#### Work to do
Pick out every line in the items below that contains the word "background" and copy each of those lines unchanged.

── Source data ──

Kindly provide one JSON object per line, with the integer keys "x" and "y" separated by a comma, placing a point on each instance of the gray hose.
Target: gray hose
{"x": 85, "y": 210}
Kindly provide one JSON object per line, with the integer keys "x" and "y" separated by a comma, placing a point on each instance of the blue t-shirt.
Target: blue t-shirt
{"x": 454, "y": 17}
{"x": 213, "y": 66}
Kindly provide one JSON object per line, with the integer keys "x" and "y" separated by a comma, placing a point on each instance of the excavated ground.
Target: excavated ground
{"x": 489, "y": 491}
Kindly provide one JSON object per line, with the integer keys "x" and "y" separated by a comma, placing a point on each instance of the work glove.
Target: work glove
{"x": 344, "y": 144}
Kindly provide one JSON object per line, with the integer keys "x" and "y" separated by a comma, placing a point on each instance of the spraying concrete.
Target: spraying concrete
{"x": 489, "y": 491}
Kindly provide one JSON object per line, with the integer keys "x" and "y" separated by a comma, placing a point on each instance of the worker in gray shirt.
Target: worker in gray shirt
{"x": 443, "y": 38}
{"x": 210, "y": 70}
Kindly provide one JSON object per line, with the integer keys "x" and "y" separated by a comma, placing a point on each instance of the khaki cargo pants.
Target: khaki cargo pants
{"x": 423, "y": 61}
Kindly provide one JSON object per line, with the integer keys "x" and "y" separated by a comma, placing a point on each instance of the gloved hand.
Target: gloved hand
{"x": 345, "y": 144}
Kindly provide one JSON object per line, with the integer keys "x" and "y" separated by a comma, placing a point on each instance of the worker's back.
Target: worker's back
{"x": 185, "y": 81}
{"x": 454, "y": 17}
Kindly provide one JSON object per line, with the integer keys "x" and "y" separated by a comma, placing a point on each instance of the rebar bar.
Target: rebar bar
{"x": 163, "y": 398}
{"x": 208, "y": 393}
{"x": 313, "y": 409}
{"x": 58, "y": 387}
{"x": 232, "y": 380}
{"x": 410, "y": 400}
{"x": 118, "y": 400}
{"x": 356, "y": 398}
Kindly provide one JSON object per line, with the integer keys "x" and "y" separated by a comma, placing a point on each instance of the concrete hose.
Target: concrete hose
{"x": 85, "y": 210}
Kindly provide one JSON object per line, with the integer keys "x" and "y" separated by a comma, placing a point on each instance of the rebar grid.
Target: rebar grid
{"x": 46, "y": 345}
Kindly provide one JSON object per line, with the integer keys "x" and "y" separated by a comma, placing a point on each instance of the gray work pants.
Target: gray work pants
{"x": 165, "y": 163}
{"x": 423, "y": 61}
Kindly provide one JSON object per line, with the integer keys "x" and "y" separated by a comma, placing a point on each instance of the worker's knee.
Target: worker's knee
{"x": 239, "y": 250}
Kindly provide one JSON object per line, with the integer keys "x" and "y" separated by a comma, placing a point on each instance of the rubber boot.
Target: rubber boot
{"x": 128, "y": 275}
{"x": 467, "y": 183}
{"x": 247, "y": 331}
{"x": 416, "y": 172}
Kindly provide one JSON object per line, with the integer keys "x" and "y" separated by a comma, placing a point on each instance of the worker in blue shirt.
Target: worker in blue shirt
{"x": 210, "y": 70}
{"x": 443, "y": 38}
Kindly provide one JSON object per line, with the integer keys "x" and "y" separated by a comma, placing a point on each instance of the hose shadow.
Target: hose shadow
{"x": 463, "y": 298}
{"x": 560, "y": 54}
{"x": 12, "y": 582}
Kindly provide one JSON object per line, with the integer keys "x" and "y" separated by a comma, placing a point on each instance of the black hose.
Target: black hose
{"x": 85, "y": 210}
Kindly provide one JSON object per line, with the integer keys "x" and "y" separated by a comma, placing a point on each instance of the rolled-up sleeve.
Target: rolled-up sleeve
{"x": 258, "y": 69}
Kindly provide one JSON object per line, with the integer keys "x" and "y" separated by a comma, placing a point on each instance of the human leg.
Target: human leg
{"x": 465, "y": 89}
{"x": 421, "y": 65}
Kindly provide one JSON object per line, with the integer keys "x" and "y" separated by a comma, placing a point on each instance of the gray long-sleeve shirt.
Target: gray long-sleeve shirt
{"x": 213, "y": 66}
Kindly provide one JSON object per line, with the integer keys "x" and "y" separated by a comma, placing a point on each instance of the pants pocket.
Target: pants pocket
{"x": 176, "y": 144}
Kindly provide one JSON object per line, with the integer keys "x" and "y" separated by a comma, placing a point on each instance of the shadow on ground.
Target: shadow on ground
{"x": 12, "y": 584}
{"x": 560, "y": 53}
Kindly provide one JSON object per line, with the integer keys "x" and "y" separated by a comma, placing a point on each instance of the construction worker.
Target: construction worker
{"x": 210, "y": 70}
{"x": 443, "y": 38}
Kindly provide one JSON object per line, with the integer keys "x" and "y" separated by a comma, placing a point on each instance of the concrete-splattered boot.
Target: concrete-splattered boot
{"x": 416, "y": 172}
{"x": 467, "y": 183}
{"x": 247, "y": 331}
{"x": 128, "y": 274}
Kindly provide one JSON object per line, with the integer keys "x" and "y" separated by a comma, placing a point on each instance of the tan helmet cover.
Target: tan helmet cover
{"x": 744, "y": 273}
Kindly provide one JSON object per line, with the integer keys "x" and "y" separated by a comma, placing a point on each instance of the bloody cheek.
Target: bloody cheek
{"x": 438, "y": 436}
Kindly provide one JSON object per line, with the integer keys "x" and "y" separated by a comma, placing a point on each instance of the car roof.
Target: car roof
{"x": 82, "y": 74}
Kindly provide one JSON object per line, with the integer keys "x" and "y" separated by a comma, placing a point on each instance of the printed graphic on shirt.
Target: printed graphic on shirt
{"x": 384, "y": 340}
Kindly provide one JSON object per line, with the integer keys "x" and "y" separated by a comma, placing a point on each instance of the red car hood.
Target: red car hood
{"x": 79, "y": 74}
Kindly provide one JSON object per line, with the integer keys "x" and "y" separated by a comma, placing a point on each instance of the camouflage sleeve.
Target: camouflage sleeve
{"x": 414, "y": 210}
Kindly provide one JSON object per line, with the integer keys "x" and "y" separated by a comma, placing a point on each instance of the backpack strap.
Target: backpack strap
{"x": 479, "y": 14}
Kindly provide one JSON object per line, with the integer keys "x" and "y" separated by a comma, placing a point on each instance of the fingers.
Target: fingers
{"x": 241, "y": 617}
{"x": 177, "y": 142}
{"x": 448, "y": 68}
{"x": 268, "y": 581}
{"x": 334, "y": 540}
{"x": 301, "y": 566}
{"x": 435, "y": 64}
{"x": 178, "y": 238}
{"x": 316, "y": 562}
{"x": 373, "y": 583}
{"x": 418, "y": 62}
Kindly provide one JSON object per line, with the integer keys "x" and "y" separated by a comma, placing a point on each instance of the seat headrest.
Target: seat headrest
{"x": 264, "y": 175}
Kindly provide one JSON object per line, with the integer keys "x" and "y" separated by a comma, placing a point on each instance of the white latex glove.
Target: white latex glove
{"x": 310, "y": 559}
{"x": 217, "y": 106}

───
── Source data ──

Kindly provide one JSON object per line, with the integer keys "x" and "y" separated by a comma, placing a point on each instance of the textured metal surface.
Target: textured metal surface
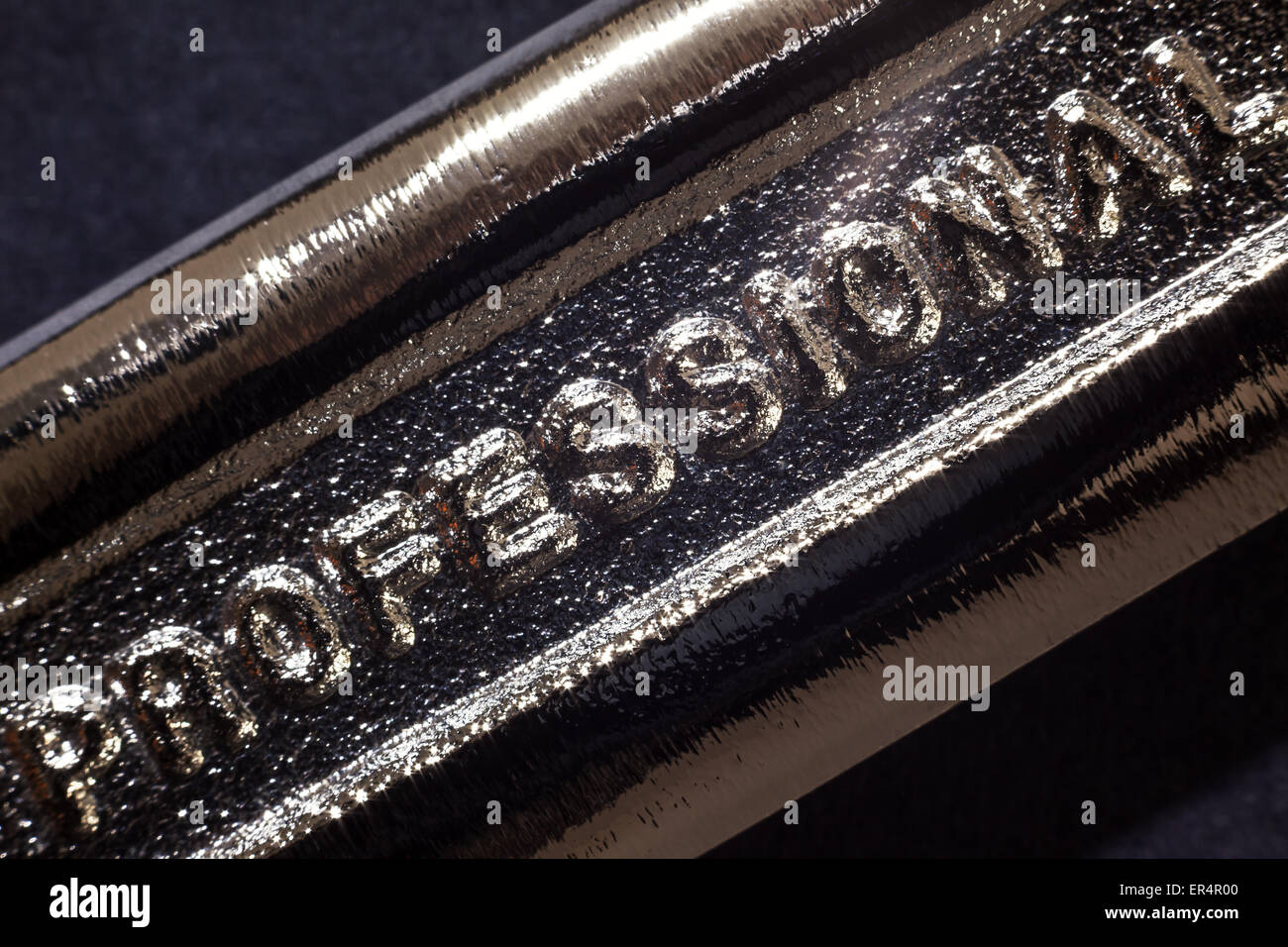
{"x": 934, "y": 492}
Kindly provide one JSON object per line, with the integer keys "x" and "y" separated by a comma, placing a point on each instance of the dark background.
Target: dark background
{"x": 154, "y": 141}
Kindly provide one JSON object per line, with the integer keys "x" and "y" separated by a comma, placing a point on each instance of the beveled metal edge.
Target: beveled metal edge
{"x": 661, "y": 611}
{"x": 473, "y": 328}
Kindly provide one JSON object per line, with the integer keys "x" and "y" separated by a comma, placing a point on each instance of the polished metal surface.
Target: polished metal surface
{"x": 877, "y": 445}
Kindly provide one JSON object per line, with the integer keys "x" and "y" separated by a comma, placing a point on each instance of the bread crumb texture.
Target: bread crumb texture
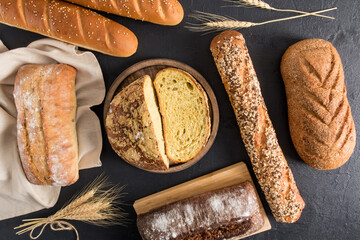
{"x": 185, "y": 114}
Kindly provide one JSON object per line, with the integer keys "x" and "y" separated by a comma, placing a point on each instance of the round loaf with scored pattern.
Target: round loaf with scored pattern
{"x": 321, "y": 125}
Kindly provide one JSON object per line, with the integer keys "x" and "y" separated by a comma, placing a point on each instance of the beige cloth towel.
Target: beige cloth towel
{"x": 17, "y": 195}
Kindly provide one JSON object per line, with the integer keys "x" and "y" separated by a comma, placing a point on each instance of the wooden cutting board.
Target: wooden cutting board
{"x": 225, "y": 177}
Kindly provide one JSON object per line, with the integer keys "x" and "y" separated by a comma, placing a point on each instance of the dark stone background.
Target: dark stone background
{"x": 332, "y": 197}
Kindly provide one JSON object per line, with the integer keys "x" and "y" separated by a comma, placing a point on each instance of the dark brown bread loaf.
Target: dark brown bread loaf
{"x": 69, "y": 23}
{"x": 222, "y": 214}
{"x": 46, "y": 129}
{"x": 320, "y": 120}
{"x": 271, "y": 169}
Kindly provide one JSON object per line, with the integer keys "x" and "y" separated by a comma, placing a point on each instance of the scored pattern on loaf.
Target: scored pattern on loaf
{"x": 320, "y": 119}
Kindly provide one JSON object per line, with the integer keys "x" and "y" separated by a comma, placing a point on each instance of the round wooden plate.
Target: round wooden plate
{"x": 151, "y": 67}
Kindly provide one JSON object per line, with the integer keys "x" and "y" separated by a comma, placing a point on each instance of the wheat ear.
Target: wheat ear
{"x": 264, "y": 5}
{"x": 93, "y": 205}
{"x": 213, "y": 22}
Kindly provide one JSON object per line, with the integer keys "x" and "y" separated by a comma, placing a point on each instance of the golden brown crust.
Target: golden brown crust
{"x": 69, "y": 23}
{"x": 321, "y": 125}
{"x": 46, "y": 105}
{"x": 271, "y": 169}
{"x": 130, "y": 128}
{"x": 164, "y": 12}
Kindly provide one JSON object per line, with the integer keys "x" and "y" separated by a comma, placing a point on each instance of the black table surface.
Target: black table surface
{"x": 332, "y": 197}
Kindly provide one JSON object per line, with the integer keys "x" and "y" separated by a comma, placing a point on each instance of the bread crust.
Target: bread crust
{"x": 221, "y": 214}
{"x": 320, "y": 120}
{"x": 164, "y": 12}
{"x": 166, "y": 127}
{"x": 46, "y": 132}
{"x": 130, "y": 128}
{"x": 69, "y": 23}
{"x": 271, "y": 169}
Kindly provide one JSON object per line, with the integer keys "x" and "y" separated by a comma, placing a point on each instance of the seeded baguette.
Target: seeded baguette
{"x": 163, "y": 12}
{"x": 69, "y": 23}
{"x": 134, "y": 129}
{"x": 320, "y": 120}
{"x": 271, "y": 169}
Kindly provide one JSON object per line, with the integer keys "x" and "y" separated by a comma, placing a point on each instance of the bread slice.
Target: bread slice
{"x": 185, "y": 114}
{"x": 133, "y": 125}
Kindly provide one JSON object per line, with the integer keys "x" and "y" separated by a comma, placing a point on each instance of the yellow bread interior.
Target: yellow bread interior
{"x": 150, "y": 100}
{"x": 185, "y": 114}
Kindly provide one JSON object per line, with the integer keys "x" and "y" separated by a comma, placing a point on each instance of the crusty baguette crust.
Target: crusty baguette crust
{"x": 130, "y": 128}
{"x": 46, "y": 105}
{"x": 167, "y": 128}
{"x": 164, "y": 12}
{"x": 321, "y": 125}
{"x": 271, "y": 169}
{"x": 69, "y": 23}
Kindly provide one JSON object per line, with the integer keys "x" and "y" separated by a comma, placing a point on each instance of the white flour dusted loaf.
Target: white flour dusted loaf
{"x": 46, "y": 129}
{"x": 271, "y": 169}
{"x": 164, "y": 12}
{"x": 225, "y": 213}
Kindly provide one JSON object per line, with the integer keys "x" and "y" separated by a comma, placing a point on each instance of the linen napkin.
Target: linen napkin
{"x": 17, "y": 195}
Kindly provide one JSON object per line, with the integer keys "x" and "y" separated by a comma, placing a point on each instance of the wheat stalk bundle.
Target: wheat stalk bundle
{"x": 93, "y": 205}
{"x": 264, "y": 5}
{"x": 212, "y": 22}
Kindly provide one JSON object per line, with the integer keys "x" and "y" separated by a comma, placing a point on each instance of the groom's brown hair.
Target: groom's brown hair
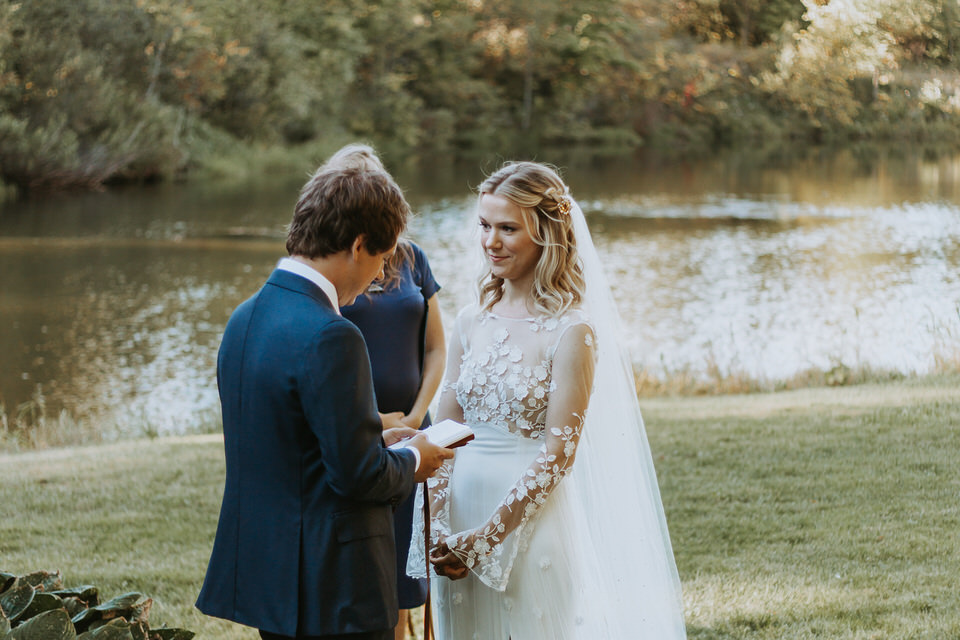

───

#### Exercise result
Kindly provide one JSON object per line, with the integer keys "x" and "y" separated by a comma, placing a point on each instance of the dark background.
Target: dark background
Kindly provide one JSON object per line, with the integer keys "x" and "y" separated by a comma, placing a point on each instance of the dark stone background.
Target: dark stone background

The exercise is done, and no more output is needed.